-- BEGIN Text extract --

Windy roads and drop dead views (I am being literal – you would drop dead if you fell over the railing) of the Smoky Mountain range was our terrain for the weekend. We sat on porches overlooking mountain upon mountain, drank sweet tea, picnicked by a river and took hikes around a lake.

We experienced fried green tomatoes,sweet peach tea, fried pickles, pecan toffee bars, smiles at every turn, and a small Baptist church where the preacher came off the platform to dialogue with the congregation. Quick smiles, friendly ‘hello’s’ and waves every time we drove by had us in a state of perpetual smiles. We couldn’t help it. It was so friendly; it felt so foreign. My youngest daughter, an extrovert who loves people and conversation, decided within minutes that she belongs in the south.

We heard about private schools and government schools and thanked God many times that we had a rental car and not our little PT Cruiser that boasts Massachusetts license plates. We were in a place where there was little separation between church and state and the Pledge of Allegiance along with the “Star Spangled Banner” started off the church service as a way to remember on this Memorial Day Weekend.

It was as if we were in a different country; a different world. The only thing that seemed to bind this rural area of Georgia with Massachusetts was the word ‘united’ in United States. It was quite remarkable.

-- END Text extract --
-- BEGIN Task inputs --

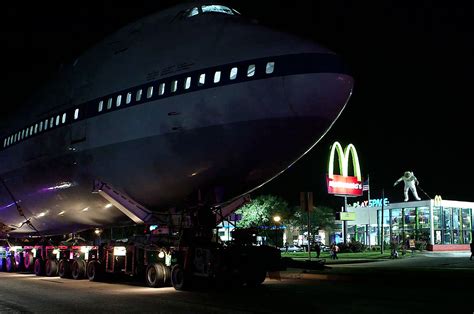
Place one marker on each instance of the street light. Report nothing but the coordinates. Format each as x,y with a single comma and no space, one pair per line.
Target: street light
277,220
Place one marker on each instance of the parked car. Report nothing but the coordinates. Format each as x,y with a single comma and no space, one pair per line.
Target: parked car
292,248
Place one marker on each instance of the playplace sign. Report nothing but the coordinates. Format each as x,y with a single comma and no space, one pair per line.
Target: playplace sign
342,183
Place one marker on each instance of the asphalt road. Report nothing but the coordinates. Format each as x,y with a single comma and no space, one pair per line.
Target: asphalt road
422,284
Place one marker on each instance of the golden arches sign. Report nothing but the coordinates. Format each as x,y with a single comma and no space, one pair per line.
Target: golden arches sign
343,184
343,156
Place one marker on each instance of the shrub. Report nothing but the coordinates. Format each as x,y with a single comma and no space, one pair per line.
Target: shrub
356,247
420,245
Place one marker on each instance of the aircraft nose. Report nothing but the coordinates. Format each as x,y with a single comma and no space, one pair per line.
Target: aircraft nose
321,89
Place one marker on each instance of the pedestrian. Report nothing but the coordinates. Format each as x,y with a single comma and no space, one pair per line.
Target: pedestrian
334,250
472,249
317,249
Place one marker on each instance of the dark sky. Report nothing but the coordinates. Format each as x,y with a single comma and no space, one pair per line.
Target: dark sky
412,62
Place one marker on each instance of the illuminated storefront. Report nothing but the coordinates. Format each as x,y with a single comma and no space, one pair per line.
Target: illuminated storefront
443,224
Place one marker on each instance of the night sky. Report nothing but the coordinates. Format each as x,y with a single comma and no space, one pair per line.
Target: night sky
411,60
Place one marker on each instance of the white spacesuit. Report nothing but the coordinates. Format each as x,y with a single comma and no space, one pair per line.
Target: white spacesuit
410,180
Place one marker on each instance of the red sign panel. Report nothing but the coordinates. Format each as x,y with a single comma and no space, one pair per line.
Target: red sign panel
344,185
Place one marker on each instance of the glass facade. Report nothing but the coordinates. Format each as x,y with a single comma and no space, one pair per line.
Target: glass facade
451,225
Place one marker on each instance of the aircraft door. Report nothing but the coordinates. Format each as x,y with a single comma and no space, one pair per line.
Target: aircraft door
78,132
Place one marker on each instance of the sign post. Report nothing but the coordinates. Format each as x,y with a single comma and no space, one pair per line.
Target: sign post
343,184
306,200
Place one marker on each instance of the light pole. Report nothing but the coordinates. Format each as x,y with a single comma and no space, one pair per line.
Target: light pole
277,220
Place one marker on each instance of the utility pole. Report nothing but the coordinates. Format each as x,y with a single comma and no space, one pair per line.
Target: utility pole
381,226
344,222
368,209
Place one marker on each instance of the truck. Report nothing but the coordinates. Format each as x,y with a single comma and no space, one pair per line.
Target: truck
180,250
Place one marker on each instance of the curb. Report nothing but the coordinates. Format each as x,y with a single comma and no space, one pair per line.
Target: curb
303,275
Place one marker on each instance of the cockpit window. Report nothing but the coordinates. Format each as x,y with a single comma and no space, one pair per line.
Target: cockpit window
191,12
217,8
214,8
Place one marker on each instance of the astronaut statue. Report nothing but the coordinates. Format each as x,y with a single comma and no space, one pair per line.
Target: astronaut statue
410,180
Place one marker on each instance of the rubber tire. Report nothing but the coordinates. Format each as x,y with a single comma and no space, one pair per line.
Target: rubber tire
39,267
64,269
179,279
156,275
93,271
11,264
28,262
78,269
51,268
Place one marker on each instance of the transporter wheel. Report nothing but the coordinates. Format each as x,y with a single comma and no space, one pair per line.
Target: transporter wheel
39,267
64,269
78,269
156,275
11,264
51,268
93,271
3,264
179,278
28,261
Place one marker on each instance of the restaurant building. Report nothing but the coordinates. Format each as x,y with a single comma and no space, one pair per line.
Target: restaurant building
445,225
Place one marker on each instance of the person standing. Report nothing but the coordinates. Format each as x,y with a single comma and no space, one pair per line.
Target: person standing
317,249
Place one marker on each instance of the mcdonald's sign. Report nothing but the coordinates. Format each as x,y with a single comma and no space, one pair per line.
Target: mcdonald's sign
343,184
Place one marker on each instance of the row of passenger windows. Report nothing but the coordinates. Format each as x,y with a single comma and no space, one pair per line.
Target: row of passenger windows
39,127
174,85
118,101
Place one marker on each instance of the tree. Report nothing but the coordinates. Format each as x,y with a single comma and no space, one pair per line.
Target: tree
321,217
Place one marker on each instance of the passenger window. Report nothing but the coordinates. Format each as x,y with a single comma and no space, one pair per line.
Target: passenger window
251,70
187,83
233,74
202,79
217,76
270,67
161,89
149,92
174,86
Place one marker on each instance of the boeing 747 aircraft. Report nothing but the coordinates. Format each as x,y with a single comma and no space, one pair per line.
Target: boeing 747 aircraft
193,98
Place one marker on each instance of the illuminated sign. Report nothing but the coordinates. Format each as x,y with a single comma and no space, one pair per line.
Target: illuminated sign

-- END Task inputs --

• **Exercise set**
1. Count the lines in the records that contain the string "truck", and give only the number.
2. Pick up the account of the weekend in rural Georgia where it stops, and keep writing.
The text and the records were taken from separate sources.

• **Exercise responses**
1. 2

2.
I live in an area that can be somewhat arrogant. Boston and New York are both cities that boast education and enlightenment. Both these cities have been known to assume ignorance of someone who speaks with a southern accent as well as to consider anyone other than those whose ideology lies at the far end of left to be “ridiculously” conservative.  If someone expresses a different opinion, the general thought can come across as “Well you’re just out of touch”. But I had to ask myself during this trip “Who’s out of touch with whom?” The farmer, industrial engineer or retired veteran  in rural Georgia has as much right to an opinion of what will benefit them as the New Yorker or Bostonian.  The mistake both can make is that the other’s respective opinions, perspective and reality are not important.

And now we’re back – with a bit more lard in our systems and photographs to remind us of a great weekend. A weekend of communicating across boundaries and cultures over sweet tea and biscuits with a side dish of ‘bless her heart’.


My “morning coffee” view! Rest for the soul.


A local coffee shop has the New York Times delivered for customers and puts the names of those who subscribe at the top pf the paper. They come pick it up and cross their names off a list. Seems not many subscribe…..


A shelf of old spices and bottles at a local flea market.


Tallulah Point offered a perfect spot to look over Tallulah Gorge.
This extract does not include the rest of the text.